» **INFORMATION PROVIDED**
++++++++++

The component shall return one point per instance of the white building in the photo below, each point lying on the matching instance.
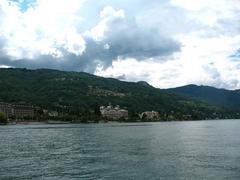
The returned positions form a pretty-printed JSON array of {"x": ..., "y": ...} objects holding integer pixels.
[
  {"x": 149, "y": 115},
  {"x": 116, "y": 113}
]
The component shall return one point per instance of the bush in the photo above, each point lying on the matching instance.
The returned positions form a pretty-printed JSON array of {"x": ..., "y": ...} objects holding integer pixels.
[{"x": 3, "y": 118}]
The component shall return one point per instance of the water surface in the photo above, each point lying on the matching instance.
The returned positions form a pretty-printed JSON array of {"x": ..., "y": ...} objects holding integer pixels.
[{"x": 166, "y": 150}]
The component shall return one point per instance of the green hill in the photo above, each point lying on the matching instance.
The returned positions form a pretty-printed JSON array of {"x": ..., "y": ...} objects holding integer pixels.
[
  {"x": 229, "y": 99},
  {"x": 78, "y": 91}
]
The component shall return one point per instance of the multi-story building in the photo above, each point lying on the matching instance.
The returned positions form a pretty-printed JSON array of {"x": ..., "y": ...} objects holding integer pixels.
[
  {"x": 6, "y": 109},
  {"x": 17, "y": 110},
  {"x": 116, "y": 113},
  {"x": 149, "y": 115}
]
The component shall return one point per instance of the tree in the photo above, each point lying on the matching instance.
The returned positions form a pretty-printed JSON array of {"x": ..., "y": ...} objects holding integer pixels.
[{"x": 3, "y": 118}]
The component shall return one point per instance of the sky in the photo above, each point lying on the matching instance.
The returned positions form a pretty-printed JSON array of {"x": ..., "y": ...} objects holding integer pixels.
[{"x": 167, "y": 43}]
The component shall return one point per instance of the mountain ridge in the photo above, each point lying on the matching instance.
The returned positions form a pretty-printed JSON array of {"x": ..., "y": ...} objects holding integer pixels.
[{"x": 80, "y": 91}]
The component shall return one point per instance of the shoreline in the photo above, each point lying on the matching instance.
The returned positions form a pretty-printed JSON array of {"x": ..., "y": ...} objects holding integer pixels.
[{"x": 100, "y": 122}]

++++++++++

» **EXERCISE REQUIREMENTS**
Look over the listing above. Pick out and copy every line that includes "lying".

» **COMPLETED TASK**
The component shall return one point per instance of the white building in the photo below, each point lying on the matching instance.
The component shall return one point per instance of the bush in the photo above, each point lying on the matching instance.
The component shall return one point per instance of the water surface in the photo above, each point lying on the matching instance.
The component shall return one point per instance of the green hill in the photo above, each point lying on the matching instance.
The component shall return one point per instance of the multi-story building in the photo above, each point lying on the matching instance.
The component shall return one point per instance of the tree in the photo above, each point lying on the matching instance.
The component shall return one point per instance of the sky in the photo above, each point lying on the matching instance.
The component shall return one point per instance of the mountain ridge in the photo above, each point lying on the matching instance.
The component shall return one point per instance of the shoreline in the photo above, each point lying on the matching instance.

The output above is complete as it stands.